» INSTRUCTIONS FOR THE TASK:
Please transcribe the data below in full. Omit any picture you find in it.

>>>

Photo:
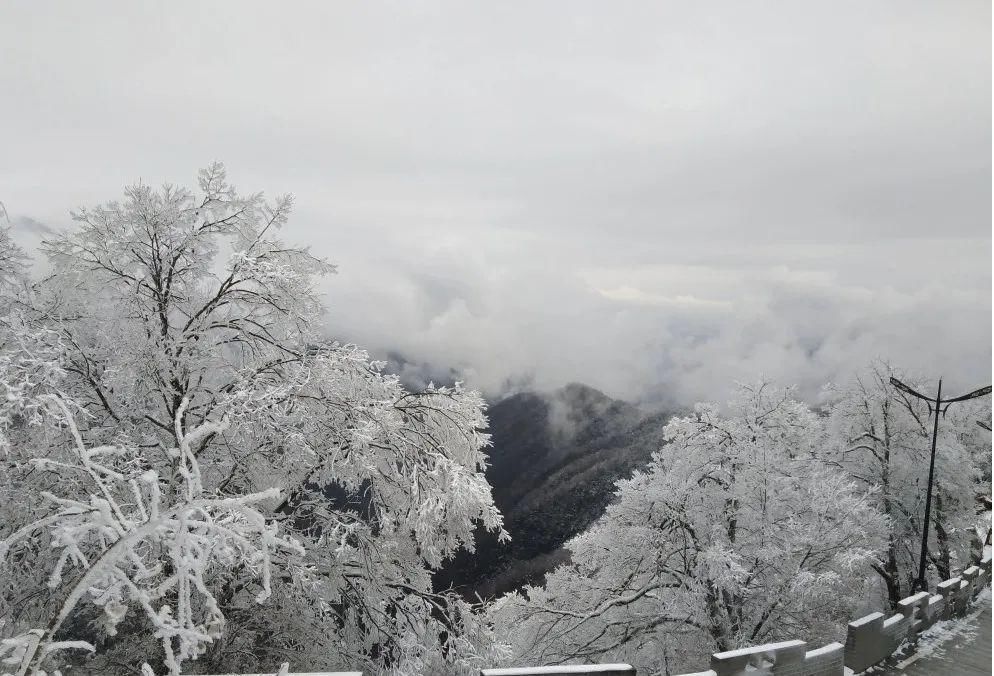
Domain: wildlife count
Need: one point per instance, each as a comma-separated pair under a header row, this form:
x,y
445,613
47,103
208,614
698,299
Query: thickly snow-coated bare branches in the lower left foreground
x,y
128,545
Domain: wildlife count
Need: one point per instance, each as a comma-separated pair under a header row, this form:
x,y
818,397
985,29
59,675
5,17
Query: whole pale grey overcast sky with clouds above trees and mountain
x,y
653,198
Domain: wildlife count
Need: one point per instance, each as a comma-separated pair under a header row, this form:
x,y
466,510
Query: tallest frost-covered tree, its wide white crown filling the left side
x,y
188,381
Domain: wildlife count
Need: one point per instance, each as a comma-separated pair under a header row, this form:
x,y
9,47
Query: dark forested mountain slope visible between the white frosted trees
x,y
554,461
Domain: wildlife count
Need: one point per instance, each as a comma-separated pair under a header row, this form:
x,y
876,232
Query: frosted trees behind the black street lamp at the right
x,y
882,438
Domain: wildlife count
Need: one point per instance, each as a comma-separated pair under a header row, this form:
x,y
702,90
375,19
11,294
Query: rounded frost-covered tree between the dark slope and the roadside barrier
x,y
739,532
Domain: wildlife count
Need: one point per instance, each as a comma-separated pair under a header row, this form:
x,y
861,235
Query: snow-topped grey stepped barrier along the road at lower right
x,y
869,640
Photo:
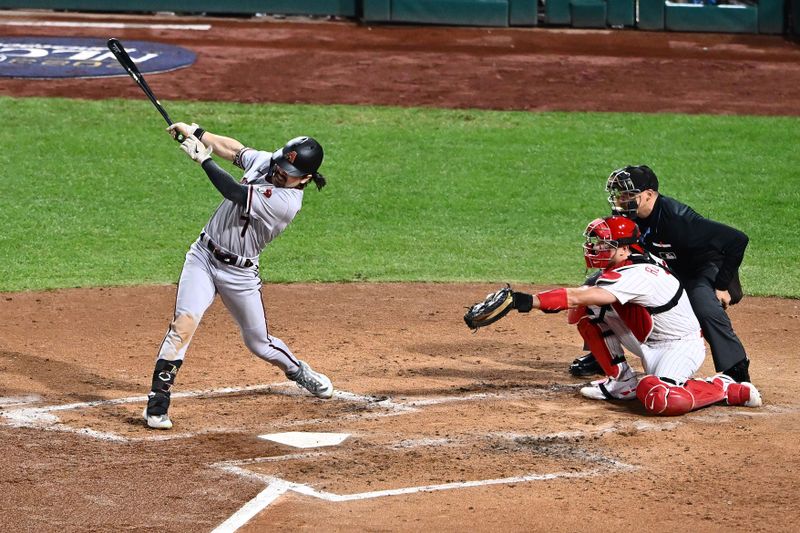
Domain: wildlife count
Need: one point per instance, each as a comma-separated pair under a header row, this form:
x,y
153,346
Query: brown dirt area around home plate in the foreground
x,y
427,404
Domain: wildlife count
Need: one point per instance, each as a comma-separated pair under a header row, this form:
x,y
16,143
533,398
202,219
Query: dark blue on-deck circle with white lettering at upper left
x,y
69,57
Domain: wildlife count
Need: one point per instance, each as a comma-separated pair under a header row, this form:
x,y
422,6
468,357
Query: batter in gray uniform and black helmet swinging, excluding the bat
x,y
224,259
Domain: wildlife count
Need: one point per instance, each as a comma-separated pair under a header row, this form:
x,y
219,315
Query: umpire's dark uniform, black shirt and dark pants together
x,y
705,256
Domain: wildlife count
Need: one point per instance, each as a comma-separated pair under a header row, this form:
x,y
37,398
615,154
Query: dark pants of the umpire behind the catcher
x,y
726,348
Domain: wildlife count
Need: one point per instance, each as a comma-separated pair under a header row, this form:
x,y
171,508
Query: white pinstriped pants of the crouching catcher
x,y
677,359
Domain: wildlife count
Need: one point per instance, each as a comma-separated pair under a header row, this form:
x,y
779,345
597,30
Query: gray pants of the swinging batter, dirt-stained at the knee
x,y
204,276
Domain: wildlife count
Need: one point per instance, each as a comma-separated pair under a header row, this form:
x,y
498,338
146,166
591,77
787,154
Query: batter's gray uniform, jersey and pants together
x,y
242,232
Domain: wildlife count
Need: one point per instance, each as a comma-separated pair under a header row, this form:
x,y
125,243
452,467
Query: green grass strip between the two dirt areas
x,y
95,193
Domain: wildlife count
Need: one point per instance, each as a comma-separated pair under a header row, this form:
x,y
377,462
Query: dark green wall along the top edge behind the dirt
x,y
765,16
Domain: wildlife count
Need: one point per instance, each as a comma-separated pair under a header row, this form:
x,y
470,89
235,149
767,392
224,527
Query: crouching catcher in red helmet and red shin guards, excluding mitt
x,y
639,305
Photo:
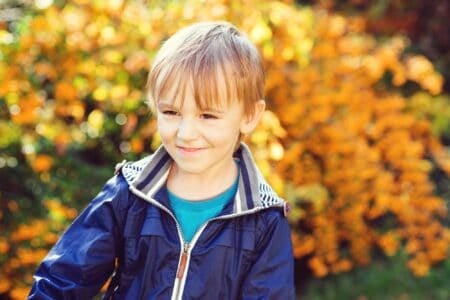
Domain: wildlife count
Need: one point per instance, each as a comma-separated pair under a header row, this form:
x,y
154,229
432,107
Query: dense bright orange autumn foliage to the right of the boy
x,y
358,142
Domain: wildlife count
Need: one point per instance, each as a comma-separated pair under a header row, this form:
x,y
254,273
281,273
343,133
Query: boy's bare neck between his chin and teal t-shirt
x,y
199,187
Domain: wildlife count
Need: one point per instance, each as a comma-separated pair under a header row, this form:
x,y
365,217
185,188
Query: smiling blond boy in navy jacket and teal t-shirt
x,y
195,220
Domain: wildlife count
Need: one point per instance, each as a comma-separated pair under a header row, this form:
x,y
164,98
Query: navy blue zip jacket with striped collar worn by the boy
x,y
129,233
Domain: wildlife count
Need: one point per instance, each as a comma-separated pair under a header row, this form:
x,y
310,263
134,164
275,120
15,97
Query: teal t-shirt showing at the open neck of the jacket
x,y
192,214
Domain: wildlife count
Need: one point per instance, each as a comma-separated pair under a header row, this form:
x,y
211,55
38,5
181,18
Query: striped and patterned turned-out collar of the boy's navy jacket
x,y
145,177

<<<

» TASK RESPONSE:
Photo:
Domain: wildlife count
Need: one point per instance, each as a comma-separated pair under a header row, this form:
x,y
445,613
47,103
208,614
698,299
Query: thickly snow-coated bare branches in the lower left foreground
x,y
128,545
Domain: wildlife count
Need: one point per instance, each as a comma-separated pair under a header row, this form:
x,y
818,397
985,29
59,675
5,17
Query: whole pale grey overcast sky with clouds above trees and mountain
x,y
653,198
Domain: wildlife count
Need: one point per instance, each as a comma-separated pair under a header row, this form:
x,y
466,510
Query: tallest frost-covered tree, its wide white crown filling the left side
x,y
188,381
Domain: wildlife count
Need: one point per instance, each as a comma-separated pair under a header row, this form:
x,y
9,47
Query: dark forested mountain slope visible between the white frosted trees
x,y
554,461
Domain: wildlife count
Need: one point per instance, each as a comma-separated pair under a header row, this form:
x,y
876,232
Query: frosted trees behind the black street lamp at the right
x,y
882,438
Domain: wildlife count
Need: one point per instance, each as a comma-separated pair under a header row, this form:
x,y
702,90
375,19
11,294
Query: rounded frost-covered tree between the dark slope and the roadside barrier
x,y
739,532
Domain: wildlife count
Need: one point per instance, each as a comma-separated pair under a header row, this form:
x,y
861,235
Query: snow-topped grey stepped barrier along the road at lower right
x,y
869,640
Photo:
Domain: wildlife count
Need: one point per instance, each as a comma-separated pair under a header row, this form:
x,y
153,346
Query: brown dirt area around home plate in the foreground
x,y
427,404
Domain: wildlife count
Need: one point per instance, each as a comma-separated pair under a header row, this form:
x,y
16,143
533,398
202,219
Query: dark blue on-deck circle with white lettering at upper left
x,y
69,57
Domain: wildlife count
Need: one point per instance, each as a comma-separated pair under a header row, this form:
x,y
422,6
468,357
Query: batter in gray uniform and black helmet swinging, excluding the bat
x,y
224,259
Domain: wildlife count
Need: one point per instance, each as a comma-separated pair under a header row, this form:
x,y
219,315
Query: umpire's dark uniform, black shirt and dark pants together
x,y
705,256
Domain: wildlife count
Need: one point per instance, each as a comma-separated pair under a header row, this form:
x,y
37,398
615,154
Query: dark pants of the umpire behind the catcher
x,y
726,348
Domain: wildlife count
Need: one point per instance, each as a comma-separated pair under a header row, this form:
x,y
171,508
Query: white pinstriped pants of the crouching catcher
x,y
677,359
Domain: wildlife count
Need: one point per instance, each as a comma-separated pair under a header row, this form:
x,y
779,345
597,30
Query: gray pants of the swinging batter, dirt-stained at the knee
x,y
204,276
Domain: wildlife count
Need: one point per instance, each as a comma-separated pair under a header row, this form:
x,y
498,338
146,166
591,77
787,154
Query: batter's gray uniform, jersey and pants together
x,y
242,232
Domain: wildlife count
Need: one point per instance, each as a comma-separated pair under a header row, this form:
x,y
125,243
452,467
Query: green grass strip between the two dirt areas
x,y
95,193
Domain: wildlife count
Need: one point per instance, each as a comma-separated pair under a header row, this form:
x,y
377,462
Query: dark green wall along the top edge behind the dirt
x,y
765,16
Domain: wildlife count
Need: one point per instance, each as a comma-separated pair under a header row, this form:
x,y
470,89
235,149
767,392
224,527
Query: crouching catcher in red helmet and red shin guards, excluding mitt
x,y
639,305
Photo:
Domain: wildlife count
Need: one point per instance, each as a comma-separated pair under a header row, this form:
x,y
154,229
432,107
Query: dense bright orange autumn foliage to the right of the boy
x,y
358,142
Domain: wildlife count
Need: one point per instance, each as a comma-separated pair under a header row, this form:
x,y
254,273
281,273
343,133
Query: boy's bare neck between his chin and teal t-shirt
x,y
199,187
Domain: wildlife count
Need: one point per instance, each as a comma-separated pair under a header row, this form:
x,y
365,217
185,188
Query: smiling blond boy in navy jacket and teal t-shirt
x,y
195,220
Domain: wildlife count
Need: one point per instance, each as a comma-separated pair under a header row, this form:
x,y
164,98
Query: navy blue zip jacket with striped collar worn by the boy
x,y
129,233
Domain: wildlife count
Need: one point per instance, each as a comma-separated pair under a header row, this form:
x,y
310,263
134,164
275,120
15,97
Query: teal t-shirt showing at the open neck of the jacket
x,y
192,214
Domain: wildlife count
Need: one point per instance, each as a comma-separated pair under a header row, this form:
x,y
211,55
38,5
181,18
Query: striped and patterned turned-out collar of the boy's navy jacket
x,y
145,177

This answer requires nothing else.